Die verblüffende Information im Abspann: 850 Kinder und Jugendliche aus Deutschland sollen gegenwärtig in Pflegefamilien im Ausland untergebracht sein.
Stimmt das?
Das Bundesfamilienministerium bestätigt diese Zahl. „Knapp weniger als 900 Kinder und Jugendliche halten sich gegenwärtig bei Pflegefamilien im Ausland auf“, sagte ein Sprecher dem RedaktionsNetzwerk Deutschland (RND). „2017 wurden 690 erzieherische Hilfen im Ausland durchgeführt. In 218 Fällen wurde im Jahr 2017 eine erzieherische Hilfe begonnen, die im Ausland durchgeführt wurde.“
Wie viele Kinder befinden sich in Pflegefamilien?
Insgesamt, so der Bundesverband der Pflege- und Adoptivfamilien (Pfad), sind derzeit knapp 90.000 Kinder in Pflegefamilien untergebracht - Tendenz steigend. Die Zahl der Pflegekinder wachse pro Jahr um rund 2 bis 3 Prozent, so Pfad-Referentin Carmen Thiele gegenüber dem RND.
Wann werden Kinder in Pflegefamilien gegeben?
Familienrichter können Eltern aus Fürsorgegründen für die Kinder ganz oder teilweise die elterliche Sorge entziehen. Dies geschah 2017, aus dem Jahr stammen die aktuellsten Zahlen, bundesweit in insgesamt 16.500 Fällen, besonders häufig in Nordrhein-Westfalen (4200 Fälle) und in Bayern (1800).
Die Kinder werden dann in die Obhut kommunaler Jugendämter gegeben, die wiederum mit Trägervereinen zusammenarbeiten, die sich in eigenen Einrichtungen oder über Pflegeeltern um die Kinder kümmern.
Sind deutsche Kinder bei Pflegefamilien im Ausland normal?
Grundsätzlich sind Hilfen zur Erziehung im Inland zu erbringen, sagt der Sprecher des Familienministeriums. „Die intensivpädagogischen Erziehungshilfen im Ausland bilden eine Ausnahme im Regelhilfesystem der Jugendhilfe und werden gewährt und durchgeführt, um einer besonderen Krisensituation, in der sich der junge Mensch befindet, zu begegnen. Sie können in besonders gelagerten Fällen eine sinnvolle und notwendige Hilfe sein, um Jugendliche in besonderen Lebenslagen pädagogisch zu erreichen.“
Gibt es auch noch andere Gründe?

(Datenzeilen):
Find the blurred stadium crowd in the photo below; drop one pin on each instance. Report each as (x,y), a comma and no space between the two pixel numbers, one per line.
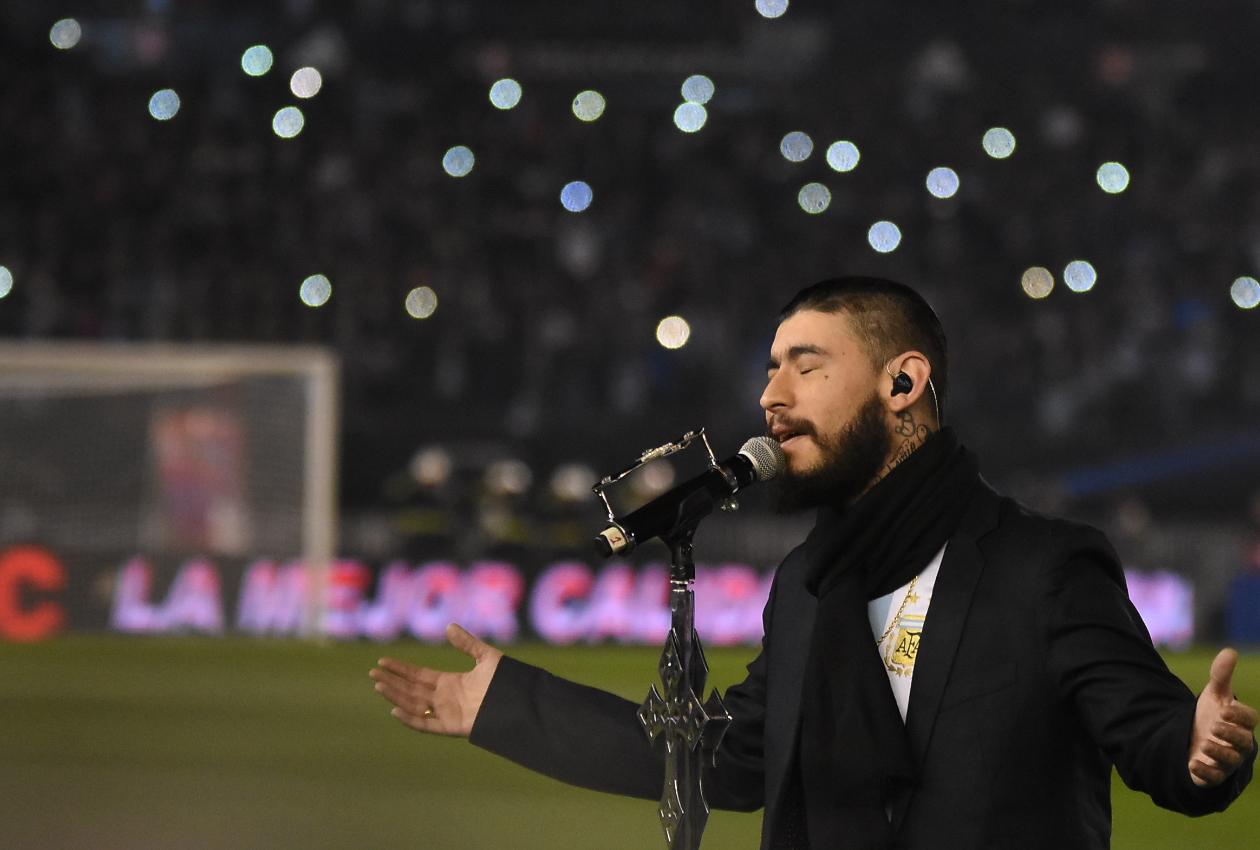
(200,228)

(Ziel der Aufgabe): Zitieren Sie aus dem Text über Pflegekinder im Ausland den Abschnitt, der mit „Die verblüffende Information“ beginnt und mit „Ausland untergebracht sein.“ endet.

(Schriftliche Antwort):
Die verblüffende Information im Abspann: 850 Kinder und Jugendliche aus Deutschland sollen gegenwärtig in Pflegefamilien im Ausland untergebracht sein.